● **이름이 주어진 대상 지점 표시 항목**:
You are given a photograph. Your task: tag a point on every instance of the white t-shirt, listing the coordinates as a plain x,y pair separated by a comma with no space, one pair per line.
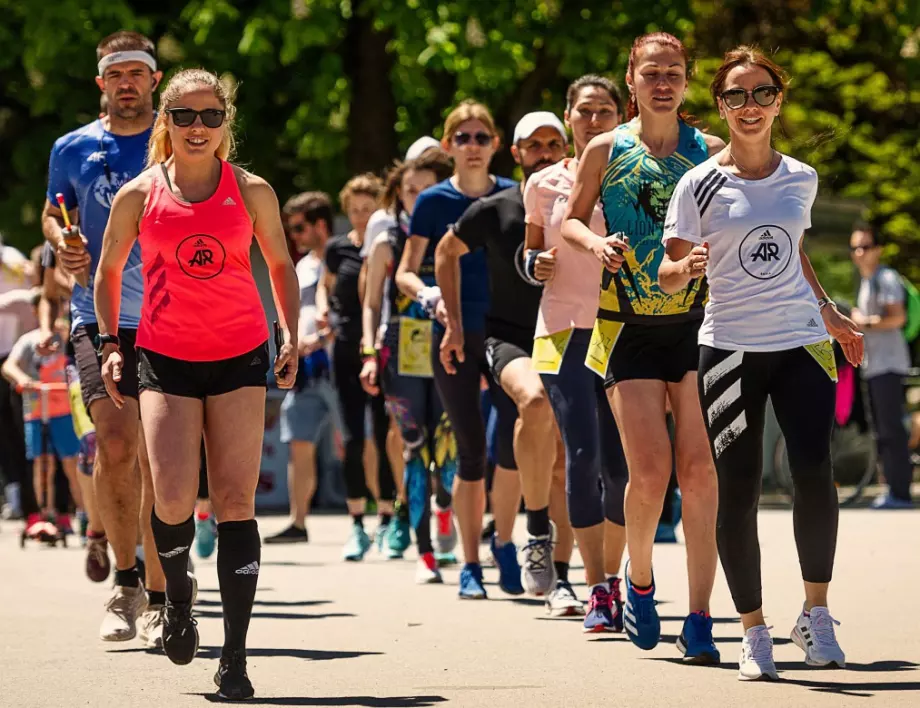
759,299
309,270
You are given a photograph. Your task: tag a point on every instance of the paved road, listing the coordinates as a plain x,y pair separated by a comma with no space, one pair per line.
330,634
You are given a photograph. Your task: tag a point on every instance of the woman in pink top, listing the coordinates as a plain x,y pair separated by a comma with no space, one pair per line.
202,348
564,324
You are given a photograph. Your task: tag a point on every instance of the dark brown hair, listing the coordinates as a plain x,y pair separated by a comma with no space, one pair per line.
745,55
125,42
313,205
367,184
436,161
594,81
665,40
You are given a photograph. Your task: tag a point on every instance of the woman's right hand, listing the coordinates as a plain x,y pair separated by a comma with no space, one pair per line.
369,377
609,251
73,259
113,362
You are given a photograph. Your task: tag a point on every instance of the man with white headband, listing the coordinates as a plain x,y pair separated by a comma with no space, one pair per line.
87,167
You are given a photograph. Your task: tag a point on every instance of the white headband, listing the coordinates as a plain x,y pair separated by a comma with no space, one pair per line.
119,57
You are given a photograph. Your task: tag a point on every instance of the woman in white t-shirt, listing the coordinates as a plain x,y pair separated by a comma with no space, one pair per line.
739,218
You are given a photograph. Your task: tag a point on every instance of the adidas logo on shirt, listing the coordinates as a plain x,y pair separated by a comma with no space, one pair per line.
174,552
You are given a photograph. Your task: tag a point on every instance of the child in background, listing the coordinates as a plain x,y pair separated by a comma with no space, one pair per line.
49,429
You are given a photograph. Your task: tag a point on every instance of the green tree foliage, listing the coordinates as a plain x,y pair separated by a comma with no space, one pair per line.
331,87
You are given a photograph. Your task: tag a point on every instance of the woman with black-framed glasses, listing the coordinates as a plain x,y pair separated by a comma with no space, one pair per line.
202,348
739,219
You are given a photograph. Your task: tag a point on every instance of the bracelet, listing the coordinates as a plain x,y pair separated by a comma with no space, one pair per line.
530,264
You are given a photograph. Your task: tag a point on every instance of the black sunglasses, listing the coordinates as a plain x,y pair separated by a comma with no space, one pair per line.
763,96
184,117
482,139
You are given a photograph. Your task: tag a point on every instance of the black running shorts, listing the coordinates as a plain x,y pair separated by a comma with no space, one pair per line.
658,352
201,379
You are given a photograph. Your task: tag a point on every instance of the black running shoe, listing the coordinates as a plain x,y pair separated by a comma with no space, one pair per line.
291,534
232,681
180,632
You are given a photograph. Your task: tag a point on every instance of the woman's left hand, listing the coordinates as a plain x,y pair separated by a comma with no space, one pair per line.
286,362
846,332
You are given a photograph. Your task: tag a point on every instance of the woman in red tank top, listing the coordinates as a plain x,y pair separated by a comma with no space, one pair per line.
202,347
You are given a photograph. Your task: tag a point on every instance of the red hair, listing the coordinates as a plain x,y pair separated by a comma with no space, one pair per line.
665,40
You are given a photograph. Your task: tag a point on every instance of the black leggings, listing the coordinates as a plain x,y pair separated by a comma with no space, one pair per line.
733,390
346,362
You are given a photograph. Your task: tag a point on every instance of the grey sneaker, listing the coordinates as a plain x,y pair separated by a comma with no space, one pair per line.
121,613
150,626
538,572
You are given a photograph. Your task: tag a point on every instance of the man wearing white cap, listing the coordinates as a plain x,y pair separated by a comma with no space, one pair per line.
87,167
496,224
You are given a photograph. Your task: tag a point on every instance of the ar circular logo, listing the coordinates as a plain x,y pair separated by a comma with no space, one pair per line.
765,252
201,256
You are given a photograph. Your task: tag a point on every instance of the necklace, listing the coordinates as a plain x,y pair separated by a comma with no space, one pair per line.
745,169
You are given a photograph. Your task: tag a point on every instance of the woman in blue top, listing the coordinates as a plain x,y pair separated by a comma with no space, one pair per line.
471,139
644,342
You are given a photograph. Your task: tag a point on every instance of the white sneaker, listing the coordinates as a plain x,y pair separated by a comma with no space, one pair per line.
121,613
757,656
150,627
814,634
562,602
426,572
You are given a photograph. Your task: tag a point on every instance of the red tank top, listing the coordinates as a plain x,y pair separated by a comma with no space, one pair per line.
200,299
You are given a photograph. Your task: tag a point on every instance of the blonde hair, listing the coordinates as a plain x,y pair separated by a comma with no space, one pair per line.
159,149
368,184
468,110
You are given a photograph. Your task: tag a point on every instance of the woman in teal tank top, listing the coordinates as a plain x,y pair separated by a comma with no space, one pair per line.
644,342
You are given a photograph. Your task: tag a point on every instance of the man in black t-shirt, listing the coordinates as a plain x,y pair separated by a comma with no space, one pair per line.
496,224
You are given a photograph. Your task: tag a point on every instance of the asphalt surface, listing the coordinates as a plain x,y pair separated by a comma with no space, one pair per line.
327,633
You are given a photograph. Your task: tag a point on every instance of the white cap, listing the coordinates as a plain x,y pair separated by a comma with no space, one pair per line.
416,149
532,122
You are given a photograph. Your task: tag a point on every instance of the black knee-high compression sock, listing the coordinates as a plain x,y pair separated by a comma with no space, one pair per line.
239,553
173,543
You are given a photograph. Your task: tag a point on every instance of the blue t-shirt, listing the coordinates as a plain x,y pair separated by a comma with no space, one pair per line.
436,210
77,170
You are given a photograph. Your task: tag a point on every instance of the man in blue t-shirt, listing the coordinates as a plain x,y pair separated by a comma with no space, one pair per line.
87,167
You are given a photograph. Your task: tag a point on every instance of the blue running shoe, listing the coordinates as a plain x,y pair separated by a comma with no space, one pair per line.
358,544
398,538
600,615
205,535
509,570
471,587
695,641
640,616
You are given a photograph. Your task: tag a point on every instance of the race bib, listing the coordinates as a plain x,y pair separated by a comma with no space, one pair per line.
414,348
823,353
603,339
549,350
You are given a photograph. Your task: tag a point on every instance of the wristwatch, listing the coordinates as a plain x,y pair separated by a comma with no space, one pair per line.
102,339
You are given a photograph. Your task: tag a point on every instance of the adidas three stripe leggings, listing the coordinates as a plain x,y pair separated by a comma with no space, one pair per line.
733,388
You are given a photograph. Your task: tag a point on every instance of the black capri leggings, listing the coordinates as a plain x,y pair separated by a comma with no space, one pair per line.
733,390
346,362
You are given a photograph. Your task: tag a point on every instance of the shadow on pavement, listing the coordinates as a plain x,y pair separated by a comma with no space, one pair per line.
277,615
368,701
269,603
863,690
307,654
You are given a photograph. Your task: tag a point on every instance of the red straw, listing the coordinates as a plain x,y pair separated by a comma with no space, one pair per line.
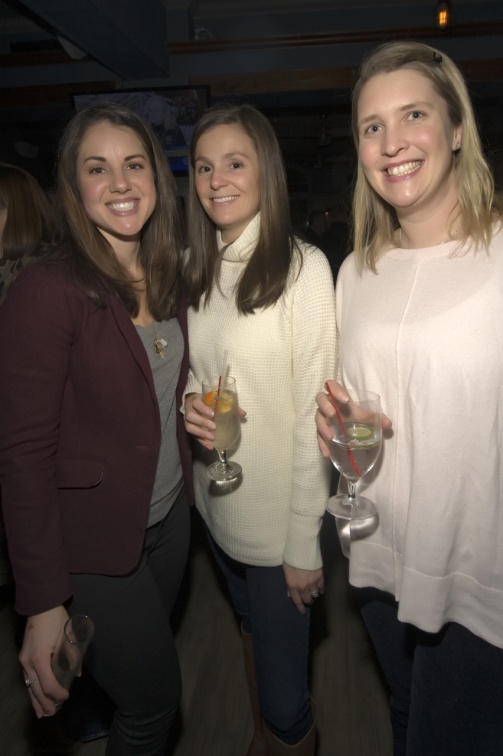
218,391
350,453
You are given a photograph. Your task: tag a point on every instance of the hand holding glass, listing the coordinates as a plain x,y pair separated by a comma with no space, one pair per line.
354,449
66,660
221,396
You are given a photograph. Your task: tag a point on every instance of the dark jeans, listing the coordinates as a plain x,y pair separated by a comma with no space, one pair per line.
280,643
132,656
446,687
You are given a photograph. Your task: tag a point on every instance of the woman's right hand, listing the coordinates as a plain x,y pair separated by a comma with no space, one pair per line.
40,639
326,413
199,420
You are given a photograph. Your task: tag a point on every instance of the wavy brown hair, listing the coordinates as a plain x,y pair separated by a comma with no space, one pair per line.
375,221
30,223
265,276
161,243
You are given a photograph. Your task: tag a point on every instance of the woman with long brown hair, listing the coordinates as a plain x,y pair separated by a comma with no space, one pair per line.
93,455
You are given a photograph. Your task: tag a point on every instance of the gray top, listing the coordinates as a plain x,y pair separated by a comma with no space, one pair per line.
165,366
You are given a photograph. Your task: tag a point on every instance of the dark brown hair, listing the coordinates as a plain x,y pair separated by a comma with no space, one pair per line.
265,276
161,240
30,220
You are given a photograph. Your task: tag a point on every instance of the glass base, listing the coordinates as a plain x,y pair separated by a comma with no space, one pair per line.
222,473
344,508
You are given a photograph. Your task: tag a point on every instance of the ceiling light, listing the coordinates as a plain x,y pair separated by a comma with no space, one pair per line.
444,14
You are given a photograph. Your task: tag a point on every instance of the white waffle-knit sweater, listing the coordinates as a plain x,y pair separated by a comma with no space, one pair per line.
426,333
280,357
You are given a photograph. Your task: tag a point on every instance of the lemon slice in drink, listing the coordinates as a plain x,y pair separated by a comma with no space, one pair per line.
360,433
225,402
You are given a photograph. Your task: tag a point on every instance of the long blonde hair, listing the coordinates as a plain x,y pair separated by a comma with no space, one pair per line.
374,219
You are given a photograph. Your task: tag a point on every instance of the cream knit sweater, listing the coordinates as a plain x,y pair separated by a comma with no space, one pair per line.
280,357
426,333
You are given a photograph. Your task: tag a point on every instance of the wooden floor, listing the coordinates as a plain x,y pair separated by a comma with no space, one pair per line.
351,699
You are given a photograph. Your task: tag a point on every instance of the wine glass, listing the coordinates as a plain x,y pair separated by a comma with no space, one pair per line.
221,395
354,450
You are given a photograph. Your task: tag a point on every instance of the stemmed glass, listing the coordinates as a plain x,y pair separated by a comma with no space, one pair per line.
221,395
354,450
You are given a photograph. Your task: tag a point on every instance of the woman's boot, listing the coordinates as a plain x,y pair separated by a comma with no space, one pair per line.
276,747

● **작성 과제**:
"woman's boot, listing"라는 표현이 들어 있는 줄부터 자료의 마지막 줄까지를 양 끝 줄을 포함해 그대로 다시 입력하세요.

● **최종 답안**:
You are given a photograph. Your task: tag a point on every instance of the woman's boot, listing the coordinates as a plain x,y pair separated by a comma with no space, one pair per line.
276,747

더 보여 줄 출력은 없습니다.